┌─ ФРАГМЕНТ ДОКУМЕНТА

На тот день я был ему известен уже года полтора, в течение которого я, как и несколько других коллег, время от времени получал задания нашего МИДа переводить для него или вести записи бесед на различных переговорах, встречах, приёмах и других официальных мероприятиях, проходивших в Кремле, помещениях ЦК КПСС, государственных особняках и в других местах в зависимости от обстоятельств.
«Вы это видите? — спросил меня генеральный секретарь, опираясь на стену коридора и показывая мне одну за другой погнутые металлические набойки на каблуках своих ботинок. — Я только вчера вечером получил эти ботинки из мастерской и даже не посмотрел на них, — продолжал он. — Что мне с ними теперь делать? Сейчас уже слишком поздно заменять их на другие», — резюмировал он, как бы размышляя над возникшей проблемой, и вновь посмотрел на свои подмётки. Я в свою очередь наклонился к ботинкам Леонида Ильича, и теперь уже вместе и более внимательно мы стали разглядывать тот ущерб, который был причинён руками каких-то кремлёвских мастеров ботинкам главного руководителя нашей страны.

└─

### [ЗАДАНИЕ 1]
Объясните на основании фрагмента документа, почему генеральный секретарь не заметил повреждений на своих ботинках заранее.
### [ЗАДАНИЕ 2]
Продублируйте из фрагмента документа отрывок от слов «На тот день» до слов «зависимости от обстоятельств.».

┌─ ИЗВЛЕЧЁННЫЕ ДАННЫЕ

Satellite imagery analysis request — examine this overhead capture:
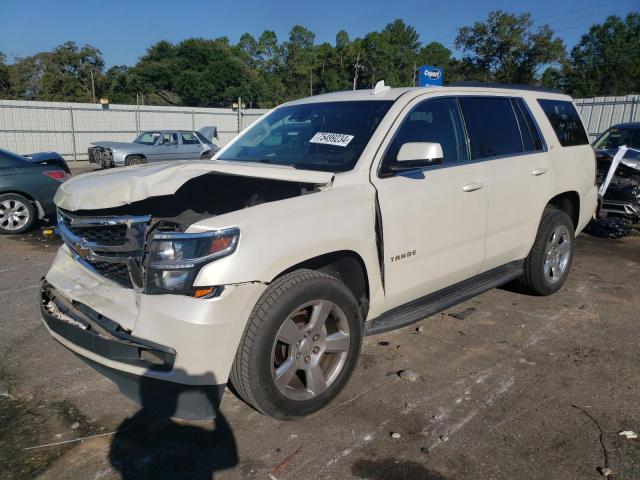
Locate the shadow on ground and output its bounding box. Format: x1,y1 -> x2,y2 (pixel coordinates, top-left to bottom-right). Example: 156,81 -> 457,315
351,457 -> 449,480
109,377 -> 238,480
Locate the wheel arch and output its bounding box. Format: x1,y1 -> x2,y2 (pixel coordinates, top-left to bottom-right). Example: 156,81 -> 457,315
272,250 -> 370,318
0,190 -> 45,219
547,190 -> 580,230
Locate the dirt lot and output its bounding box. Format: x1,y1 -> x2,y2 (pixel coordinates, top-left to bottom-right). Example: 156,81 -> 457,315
0,163 -> 640,480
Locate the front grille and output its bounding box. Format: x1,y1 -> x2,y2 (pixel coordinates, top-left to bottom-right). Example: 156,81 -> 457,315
86,260 -> 133,288
58,210 -> 150,288
69,225 -> 127,245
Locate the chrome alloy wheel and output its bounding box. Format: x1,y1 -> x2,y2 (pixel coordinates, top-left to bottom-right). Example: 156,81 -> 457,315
0,199 -> 29,231
271,300 -> 350,401
544,225 -> 571,283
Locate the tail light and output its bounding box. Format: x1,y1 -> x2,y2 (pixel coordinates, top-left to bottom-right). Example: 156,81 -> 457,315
42,170 -> 69,182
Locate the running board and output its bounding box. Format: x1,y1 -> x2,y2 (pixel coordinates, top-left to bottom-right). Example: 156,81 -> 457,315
364,260 -> 524,335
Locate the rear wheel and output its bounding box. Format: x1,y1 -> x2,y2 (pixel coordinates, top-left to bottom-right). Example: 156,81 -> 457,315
231,270 -> 362,419
518,208 -> 575,295
126,155 -> 145,166
0,193 -> 36,235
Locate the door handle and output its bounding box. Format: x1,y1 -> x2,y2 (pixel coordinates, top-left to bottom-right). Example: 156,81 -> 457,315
462,182 -> 484,192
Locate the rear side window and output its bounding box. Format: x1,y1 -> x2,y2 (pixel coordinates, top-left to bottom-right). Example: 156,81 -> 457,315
511,98 -> 544,152
538,100 -> 589,147
180,132 -> 200,145
0,148 -> 28,168
460,97 -> 524,159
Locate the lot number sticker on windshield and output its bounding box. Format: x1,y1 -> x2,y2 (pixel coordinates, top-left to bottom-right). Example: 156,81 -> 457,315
309,132 -> 353,147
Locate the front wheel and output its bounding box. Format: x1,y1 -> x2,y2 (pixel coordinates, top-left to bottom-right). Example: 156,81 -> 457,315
126,155 -> 145,166
231,270 -> 363,419
0,193 -> 36,235
518,208 -> 575,295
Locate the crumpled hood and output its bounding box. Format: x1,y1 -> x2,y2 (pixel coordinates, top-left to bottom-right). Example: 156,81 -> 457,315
91,142 -> 139,150
54,160 -> 334,211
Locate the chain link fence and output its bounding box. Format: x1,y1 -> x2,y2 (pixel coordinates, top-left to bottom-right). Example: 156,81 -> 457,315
0,95 -> 640,160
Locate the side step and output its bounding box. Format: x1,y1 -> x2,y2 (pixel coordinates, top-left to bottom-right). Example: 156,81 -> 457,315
364,260 -> 524,335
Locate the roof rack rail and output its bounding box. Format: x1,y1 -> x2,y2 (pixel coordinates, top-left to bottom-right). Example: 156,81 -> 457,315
446,82 -> 564,94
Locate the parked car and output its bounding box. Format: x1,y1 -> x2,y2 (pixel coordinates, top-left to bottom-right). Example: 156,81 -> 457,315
88,127 -> 218,168
593,122 -> 640,233
40,84 -> 597,419
0,148 -> 71,235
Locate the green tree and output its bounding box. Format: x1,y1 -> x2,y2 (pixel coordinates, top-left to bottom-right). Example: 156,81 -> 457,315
565,13 -> 640,97
455,11 -> 565,84
283,25 -> 316,98
0,52 -> 11,98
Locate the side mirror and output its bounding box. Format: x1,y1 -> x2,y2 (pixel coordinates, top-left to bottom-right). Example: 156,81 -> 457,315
390,142 -> 444,172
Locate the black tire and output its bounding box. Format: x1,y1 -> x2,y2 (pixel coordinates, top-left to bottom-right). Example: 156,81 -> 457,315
516,208 -> 575,296
0,193 -> 36,235
125,155 -> 147,166
230,270 -> 363,420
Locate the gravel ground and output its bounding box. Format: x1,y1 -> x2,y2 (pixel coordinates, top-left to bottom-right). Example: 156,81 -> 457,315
0,165 -> 640,480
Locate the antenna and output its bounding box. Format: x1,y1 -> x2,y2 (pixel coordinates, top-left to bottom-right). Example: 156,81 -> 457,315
371,80 -> 391,95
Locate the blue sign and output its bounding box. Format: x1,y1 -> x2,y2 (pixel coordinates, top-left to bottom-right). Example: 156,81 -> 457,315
418,65 -> 444,87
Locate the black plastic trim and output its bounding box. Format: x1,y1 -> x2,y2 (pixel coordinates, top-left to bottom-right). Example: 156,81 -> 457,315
365,260 -> 524,335
40,280 -> 176,371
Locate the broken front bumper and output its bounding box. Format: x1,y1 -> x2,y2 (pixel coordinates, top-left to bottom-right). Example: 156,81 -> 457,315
41,246 -> 265,418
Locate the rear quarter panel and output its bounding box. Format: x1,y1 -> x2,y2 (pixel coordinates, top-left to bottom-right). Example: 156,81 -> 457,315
526,92 -> 597,233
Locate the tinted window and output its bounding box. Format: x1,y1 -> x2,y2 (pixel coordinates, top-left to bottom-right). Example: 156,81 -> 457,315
460,97 -> 524,159
381,98 -> 469,173
180,132 -> 200,145
218,100 -> 393,172
0,148 -> 28,168
594,128 -> 640,150
133,132 -> 160,145
160,133 -> 178,145
511,98 -> 544,152
538,100 -> 589,147
193,132 -> 211,144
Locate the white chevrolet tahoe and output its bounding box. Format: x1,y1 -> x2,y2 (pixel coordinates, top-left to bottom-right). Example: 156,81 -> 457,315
41,85 -> 597,418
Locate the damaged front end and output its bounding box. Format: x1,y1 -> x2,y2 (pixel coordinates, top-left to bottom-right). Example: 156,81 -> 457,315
587,146 -> 640,238
53,167 -> 330,297
40,161 -> 333,418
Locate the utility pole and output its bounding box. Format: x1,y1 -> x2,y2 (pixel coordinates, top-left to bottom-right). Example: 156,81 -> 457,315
353,53 -> 360,90
89,67 -> 96,103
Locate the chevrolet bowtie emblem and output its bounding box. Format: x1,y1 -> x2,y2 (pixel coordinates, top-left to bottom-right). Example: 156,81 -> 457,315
73,242 -> 91,260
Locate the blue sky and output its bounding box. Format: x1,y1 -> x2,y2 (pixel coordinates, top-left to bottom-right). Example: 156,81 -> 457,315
0,0 -> 640,66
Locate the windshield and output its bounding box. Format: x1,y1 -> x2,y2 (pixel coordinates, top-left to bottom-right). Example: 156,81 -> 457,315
594,128 -> 640,150
133,132 -> 160,145
219,100 -> 393,172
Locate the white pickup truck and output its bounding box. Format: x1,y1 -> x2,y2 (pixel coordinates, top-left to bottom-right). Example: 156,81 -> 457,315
41,84 -> 597,418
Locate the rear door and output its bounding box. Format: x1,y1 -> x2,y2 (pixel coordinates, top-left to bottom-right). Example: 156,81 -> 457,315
179,132 -> 203,160
150,131 -> 180,162
371,97 -> 488,308
460,96 -> 554,271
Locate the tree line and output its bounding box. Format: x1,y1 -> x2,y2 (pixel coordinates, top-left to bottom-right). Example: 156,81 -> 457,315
0,11 -> 640,108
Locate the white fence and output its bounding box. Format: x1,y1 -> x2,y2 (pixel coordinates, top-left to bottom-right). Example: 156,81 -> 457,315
0,95 -> 640,160
0,100 -> 267,160
575,95 -> 640,141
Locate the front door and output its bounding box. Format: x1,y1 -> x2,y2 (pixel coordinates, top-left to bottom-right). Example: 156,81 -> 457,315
371,97 -> 488,308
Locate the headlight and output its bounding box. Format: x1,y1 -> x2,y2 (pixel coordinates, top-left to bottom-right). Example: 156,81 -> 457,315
145,228 -> 240,296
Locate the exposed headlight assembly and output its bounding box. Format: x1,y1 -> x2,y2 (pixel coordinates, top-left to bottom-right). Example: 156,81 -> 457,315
145,228 -> 240,297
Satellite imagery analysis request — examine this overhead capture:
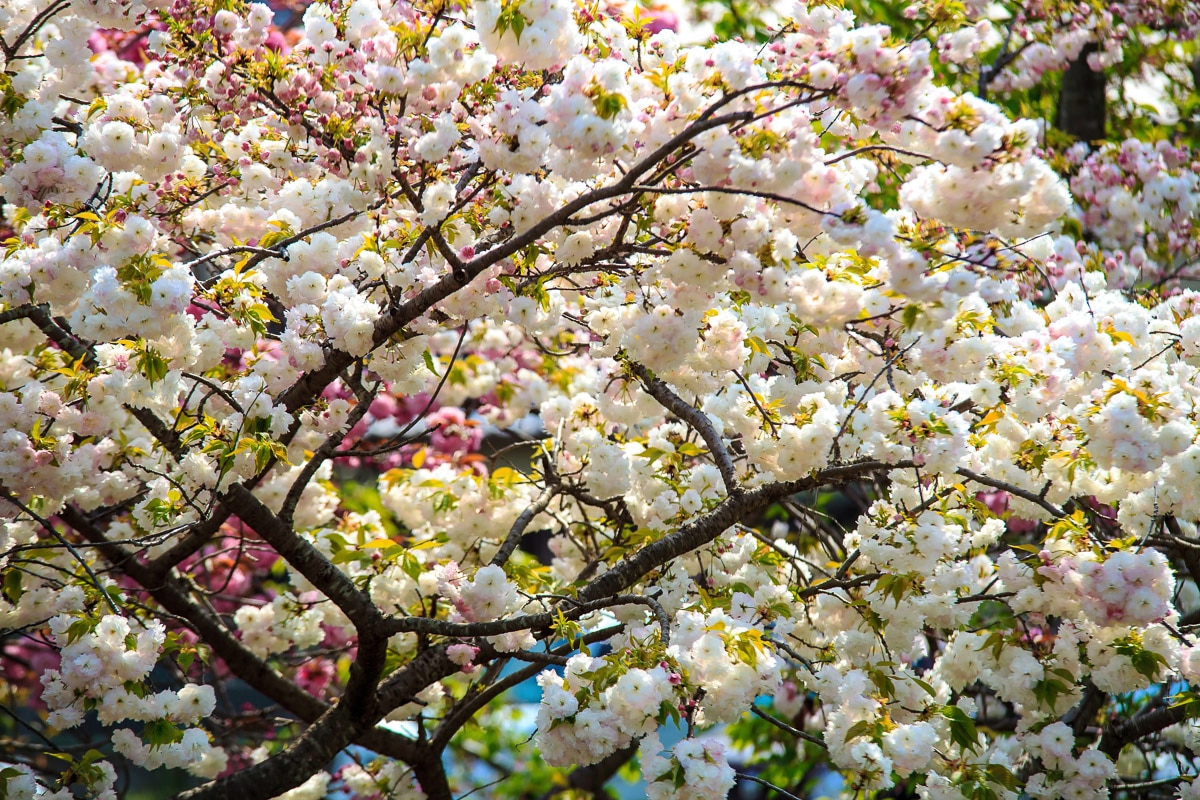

└─

### [ПИСЬМЕННЫЙ ОТВЕТ 1]
Он получил ботинки из мастерской только накануне вечером и даже не посмотрел на них, поэтому погнутые металлические набойки на каблуках остались незамеченными.

### [ПИСЬМЕННЫЙ ОТВЕТ 2]
На тот день я был ему известен уже года полтора, в течение которого я, как и несколько других коллег, время от времени получал задания нашего МИДа переводить для него или вести записи бесед на различных переговорах, встречах, приёмах и других официальных мероприятиях, проходивших в Кремле, помещениях ЦК КПСС, государственных особняках и в других местах в зависимости от обстоятельств.